TASK DESCRIPTION: Please extend the passage below on soil quality indices for Technosols, picking up after its final sentence.

4.4. Soil Quality Variation through Integrated Indices

The investigated integrated indices highlight medium to good quality for the studied Technosols but different results are evident over time due to the different approaches.

The results of the SQI reflect a reduction in the soil chemical quality, such as a decrease in the quantity and stability of organic matter and an increase in Cu, Pb, and Zn content, with an improved stress condition for the microbial community, mainly represented by bacteria less efficient in the C utilisation and storage than fungi.

The selection of a minimum data set does not seem to be sufficiently informative for the assessment of the Technosols’ quality over time, and the lack of statistically significant correlations between SQI and SQI_MDS confirms this result. It is likely that a limited number of parameters such as those selected in the MDS cannot be fully representative of changes in the quality of recently established and poorly developed Technosols under investigation [98].

The quality reduction of the investigated soils over time is also shown by the sSQI index. In fact, the fluctuations between the maximum and minimum values of the indicators used for sSQI calculation increase the variability of the index and cover both the differences between the years and the statistical relationships between the SQI and sSQI indices.

(Localization data, one point per instance)

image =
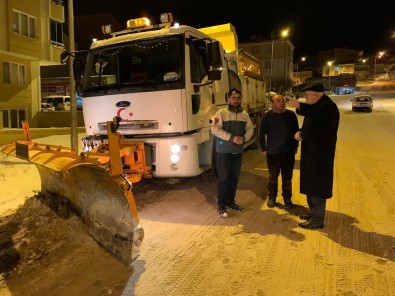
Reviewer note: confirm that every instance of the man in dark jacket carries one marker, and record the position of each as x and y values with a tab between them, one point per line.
318	136
276	139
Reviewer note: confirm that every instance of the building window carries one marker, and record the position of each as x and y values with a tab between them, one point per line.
24	24
13	118
56	32
14	73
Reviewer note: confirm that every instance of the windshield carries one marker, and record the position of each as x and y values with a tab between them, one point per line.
140	62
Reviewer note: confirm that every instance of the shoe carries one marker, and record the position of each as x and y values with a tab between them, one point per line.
310	225
236	207
305	217
271	203
223	213
289	206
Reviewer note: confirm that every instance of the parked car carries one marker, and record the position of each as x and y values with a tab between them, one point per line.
362	102
60	102
47	107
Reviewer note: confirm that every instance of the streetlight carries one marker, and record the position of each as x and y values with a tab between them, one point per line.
302	59
329	64
380	54
284	33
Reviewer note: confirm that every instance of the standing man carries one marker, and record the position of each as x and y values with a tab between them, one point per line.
276	138
318	135
232	127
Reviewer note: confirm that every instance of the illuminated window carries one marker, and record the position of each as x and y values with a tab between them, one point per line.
24	24
12	118
56	29
14	73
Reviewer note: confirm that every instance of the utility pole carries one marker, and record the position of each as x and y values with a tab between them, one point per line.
73	101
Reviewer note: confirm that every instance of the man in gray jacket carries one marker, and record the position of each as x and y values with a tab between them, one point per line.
232	127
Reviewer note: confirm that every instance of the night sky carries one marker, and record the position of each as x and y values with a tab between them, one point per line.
314	25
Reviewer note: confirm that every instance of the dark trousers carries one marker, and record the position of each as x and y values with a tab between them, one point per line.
317	208
228	169
280	164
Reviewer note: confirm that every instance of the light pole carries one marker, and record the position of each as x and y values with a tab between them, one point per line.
284	33
329	64
302	59
380	54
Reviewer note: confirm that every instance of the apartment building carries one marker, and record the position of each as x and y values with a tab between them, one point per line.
31	36
276	57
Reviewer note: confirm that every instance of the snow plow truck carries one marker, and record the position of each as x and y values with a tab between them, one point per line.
150	93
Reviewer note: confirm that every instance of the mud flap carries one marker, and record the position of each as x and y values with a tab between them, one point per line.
102	204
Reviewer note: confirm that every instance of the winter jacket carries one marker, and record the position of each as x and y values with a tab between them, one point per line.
277	131
228	124
319	136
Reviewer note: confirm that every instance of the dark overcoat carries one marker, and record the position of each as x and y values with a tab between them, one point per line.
319	136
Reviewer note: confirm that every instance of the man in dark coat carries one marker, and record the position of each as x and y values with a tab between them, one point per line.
318	136
276	139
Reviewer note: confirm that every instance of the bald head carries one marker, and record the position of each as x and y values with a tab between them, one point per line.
278	103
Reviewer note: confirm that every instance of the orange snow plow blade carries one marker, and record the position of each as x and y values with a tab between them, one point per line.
97	183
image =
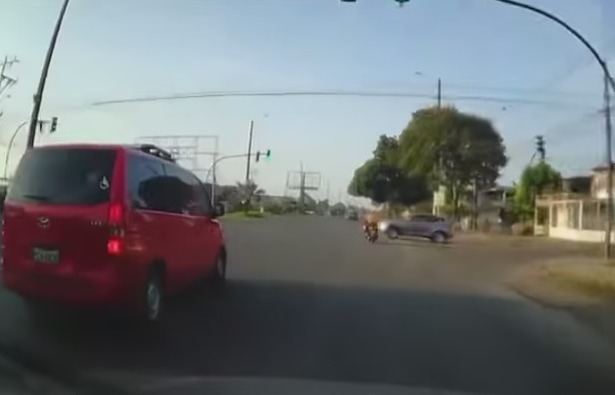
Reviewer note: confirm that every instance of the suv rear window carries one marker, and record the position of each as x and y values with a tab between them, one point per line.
64	176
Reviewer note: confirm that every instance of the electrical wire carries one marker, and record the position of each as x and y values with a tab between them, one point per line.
348	93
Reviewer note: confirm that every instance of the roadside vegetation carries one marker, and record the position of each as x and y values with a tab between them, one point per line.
568	282
457	154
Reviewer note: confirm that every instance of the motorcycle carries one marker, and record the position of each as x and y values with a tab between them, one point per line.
370	233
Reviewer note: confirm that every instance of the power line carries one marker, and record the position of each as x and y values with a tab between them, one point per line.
349	93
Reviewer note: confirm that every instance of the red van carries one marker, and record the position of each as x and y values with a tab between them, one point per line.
108	225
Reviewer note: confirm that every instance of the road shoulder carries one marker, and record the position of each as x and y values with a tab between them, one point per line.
584	287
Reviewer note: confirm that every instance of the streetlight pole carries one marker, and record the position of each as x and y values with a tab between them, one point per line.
8	148
38	96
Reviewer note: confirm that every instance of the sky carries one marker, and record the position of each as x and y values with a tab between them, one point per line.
116	49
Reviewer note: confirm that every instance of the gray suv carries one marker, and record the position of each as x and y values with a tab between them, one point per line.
428	226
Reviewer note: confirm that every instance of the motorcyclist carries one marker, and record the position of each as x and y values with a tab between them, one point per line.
370	222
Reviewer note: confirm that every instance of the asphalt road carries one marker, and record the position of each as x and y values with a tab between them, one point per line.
309	299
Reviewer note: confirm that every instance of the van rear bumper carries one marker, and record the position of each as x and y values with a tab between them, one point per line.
101	288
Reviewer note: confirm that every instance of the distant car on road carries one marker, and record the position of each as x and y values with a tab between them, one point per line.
352	215
108	225
428	226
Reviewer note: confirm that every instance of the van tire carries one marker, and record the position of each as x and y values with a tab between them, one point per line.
218	277
152	303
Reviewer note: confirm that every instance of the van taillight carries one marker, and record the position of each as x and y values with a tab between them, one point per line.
115	244
116	214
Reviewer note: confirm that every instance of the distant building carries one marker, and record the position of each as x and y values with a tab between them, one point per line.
578	212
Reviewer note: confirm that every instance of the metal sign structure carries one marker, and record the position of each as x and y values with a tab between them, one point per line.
195	152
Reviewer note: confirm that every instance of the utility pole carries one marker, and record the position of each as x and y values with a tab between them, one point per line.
439	93
250	136
436	209
38	96
609	161
302	189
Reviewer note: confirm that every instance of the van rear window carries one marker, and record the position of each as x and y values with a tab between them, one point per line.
63	176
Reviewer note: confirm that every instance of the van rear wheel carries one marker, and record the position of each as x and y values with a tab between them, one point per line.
153	296
219	274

SOLVED PROBLEM:
5. Conclusions

This study highlights the need to monitor the quality of urban soils over time, even when neither pollution nor stress conditions are detected. The continuous anthropogenic impact and the great variability of the urban environment can induce a gradual deterioration of soil quality through the increase of pollutant concentrations, nutrient loss, and the fast organic matter turnover. These variations can affect the microbial community, which shows a low efficiency in the resource utilisation and C storage. The decreasing of the carbon sequestration function in relatively low polluted urban systems should be considered in the development of urban assessment and future soil monitoring.

In addition, our study provided evidence about the usefulness of an integrate approach of chemical and biological indices to evaluate the stressful conditions of Technosols.

The high spatial and temporal variability of urban soils and the continuous and persistent influence of human activity make some indicators unsuitable for providing information on soil quality. On the other hand, the soil variability must be considered together with broader effects as variations of soil chemical composition due to the contribution of parent material background which is often ignored in urban ecosystems.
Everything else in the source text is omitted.